▸ Requirement 1:
In the Hadoop interview excerpt, how many times per job are the required files copied to the slave node by Distributed Cache?

***** Document extract

5) Did you ever built a production process in Hadoop? If yes, what was the process when your Hadoop job fails due to any reason? (Open Ended Question)
6) Give some examples of companies that are using Hadoop architecture extensively.
7) If you want to analyze 100TB of data, what is the best architecture for that?
8) Explain about the functioning of Master Slave architecture in Hadoop?
Hadoop applies Master Slave architecture at both storage level and computation level.
9) What is distributed cache and what are its benefits?
For the execution of a job many a times the application requires various files, jars and archives. Distributed Cache is a mechanism provided by the MapReduce framework that copies the required files to the slave node, much before the execution of the task starts.All the required files will be copied only once per job.
All the required files will be copied only once per job. The efficiency we gain from Distributed Cache is that the necessary files are copied before the execution of the task before a particular job starts on that node. Other than this, all the cluster machines can use this cache as local file system.However, under rare circumstances it would be better for the tasks to use the standard HDFS I/O to copy the files instead of depending on the Distributed Cache. For instance, if a particular application has very few reduces and requires huge artifacts of size greater than 512MB in the distributed cache, then it is a better to opt for HDFS I/O.

**********
***** Raw data

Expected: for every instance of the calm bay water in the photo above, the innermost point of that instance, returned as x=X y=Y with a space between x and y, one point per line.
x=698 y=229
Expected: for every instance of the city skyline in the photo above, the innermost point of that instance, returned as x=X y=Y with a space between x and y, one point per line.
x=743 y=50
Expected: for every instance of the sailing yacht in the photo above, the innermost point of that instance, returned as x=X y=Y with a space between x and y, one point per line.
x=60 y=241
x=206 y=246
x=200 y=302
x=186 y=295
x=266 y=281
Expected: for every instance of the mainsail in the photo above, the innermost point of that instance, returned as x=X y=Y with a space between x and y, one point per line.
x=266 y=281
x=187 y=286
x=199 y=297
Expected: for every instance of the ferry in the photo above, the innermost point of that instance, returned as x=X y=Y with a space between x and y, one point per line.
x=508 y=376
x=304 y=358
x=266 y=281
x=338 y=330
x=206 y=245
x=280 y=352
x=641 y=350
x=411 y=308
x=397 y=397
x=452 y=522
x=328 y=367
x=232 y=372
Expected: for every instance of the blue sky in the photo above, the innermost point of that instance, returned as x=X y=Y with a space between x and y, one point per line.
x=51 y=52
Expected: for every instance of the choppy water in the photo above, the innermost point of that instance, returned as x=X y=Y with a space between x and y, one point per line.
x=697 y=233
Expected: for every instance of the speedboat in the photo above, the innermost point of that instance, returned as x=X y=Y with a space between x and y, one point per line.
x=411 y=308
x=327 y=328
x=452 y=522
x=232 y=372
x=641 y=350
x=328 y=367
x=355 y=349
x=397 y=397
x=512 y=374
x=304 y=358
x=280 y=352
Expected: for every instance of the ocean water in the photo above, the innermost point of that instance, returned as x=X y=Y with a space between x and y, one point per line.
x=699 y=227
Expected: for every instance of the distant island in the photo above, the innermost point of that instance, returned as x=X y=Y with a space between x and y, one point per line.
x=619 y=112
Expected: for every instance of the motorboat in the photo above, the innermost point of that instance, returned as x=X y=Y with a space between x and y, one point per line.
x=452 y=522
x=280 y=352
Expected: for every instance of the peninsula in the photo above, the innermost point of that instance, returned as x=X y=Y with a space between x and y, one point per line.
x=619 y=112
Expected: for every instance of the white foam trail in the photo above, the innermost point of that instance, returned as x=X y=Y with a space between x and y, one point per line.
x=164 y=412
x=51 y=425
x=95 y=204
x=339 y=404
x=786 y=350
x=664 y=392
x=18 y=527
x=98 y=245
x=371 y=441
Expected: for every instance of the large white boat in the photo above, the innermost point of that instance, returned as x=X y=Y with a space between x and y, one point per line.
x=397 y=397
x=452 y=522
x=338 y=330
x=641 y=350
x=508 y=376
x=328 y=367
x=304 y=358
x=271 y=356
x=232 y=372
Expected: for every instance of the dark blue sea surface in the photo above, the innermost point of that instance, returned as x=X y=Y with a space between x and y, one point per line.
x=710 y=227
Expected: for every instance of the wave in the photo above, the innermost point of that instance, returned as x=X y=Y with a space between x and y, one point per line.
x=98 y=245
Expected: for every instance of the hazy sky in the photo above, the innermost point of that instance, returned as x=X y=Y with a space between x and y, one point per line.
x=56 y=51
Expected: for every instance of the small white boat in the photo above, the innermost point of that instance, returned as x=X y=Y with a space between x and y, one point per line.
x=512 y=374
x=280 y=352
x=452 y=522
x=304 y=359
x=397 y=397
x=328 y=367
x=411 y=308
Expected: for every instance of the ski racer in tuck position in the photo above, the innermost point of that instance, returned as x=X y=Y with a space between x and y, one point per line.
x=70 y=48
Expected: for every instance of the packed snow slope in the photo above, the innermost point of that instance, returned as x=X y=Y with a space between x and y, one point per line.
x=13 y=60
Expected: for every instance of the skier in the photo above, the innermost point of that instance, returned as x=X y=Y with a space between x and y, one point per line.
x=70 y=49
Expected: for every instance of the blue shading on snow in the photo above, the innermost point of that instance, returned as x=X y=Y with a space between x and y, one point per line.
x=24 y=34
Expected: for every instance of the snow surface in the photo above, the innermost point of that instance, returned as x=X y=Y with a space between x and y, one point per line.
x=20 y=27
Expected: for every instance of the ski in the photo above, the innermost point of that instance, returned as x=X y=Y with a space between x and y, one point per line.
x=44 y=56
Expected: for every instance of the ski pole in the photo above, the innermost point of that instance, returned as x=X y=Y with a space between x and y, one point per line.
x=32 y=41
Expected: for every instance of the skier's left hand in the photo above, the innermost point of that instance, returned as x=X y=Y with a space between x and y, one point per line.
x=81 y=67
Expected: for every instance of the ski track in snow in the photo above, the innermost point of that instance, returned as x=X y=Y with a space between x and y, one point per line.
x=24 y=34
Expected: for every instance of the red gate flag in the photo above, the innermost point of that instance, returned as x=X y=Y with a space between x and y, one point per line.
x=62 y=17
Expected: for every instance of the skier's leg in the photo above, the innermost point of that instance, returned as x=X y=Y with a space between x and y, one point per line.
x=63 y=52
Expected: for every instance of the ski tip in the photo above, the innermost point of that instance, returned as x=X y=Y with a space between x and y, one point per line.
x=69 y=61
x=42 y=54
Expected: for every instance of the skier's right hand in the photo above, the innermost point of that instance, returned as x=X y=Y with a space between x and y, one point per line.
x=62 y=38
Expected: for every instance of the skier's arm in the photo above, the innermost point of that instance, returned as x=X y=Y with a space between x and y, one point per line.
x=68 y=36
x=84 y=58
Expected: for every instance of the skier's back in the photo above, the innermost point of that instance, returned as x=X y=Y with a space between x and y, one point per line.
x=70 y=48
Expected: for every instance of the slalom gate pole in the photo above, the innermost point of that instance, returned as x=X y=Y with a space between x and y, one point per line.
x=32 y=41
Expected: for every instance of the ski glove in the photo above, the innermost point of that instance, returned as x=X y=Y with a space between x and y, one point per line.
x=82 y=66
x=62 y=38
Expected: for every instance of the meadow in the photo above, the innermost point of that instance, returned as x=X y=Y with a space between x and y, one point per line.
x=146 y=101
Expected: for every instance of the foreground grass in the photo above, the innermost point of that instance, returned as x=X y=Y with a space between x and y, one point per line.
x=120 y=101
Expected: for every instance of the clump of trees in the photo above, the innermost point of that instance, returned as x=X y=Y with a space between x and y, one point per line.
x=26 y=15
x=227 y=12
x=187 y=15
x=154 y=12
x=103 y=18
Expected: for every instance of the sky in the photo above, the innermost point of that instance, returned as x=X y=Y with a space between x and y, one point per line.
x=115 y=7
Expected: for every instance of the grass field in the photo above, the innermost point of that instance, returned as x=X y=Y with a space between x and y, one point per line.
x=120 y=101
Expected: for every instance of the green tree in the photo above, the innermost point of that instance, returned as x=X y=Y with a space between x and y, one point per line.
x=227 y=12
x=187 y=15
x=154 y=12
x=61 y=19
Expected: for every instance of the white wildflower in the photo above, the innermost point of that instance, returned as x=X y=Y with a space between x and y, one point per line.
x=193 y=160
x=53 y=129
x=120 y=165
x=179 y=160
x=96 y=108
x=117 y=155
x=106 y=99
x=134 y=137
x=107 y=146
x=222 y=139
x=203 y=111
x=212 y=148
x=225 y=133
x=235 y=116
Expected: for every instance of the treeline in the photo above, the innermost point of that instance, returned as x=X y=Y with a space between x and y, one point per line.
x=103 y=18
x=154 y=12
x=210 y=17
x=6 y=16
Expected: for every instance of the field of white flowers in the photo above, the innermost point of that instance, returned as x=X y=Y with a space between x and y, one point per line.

**********

▸ Requirement 2:
List every line of the listing that contains the string "surface". Case counts.

▸ Final result 1:
Only once per job.

▸ Final result 2:
Expected: for every instance of the dark blue sea surface in the photo above, the innermost point of that instance, returned as x=X y=Y with a space between x and y, one point per line.
Expected: for every instance of the snow surface in the photo above, the innermost point of that instance, returned as x=X y=Y with a space between x and y, one point per line.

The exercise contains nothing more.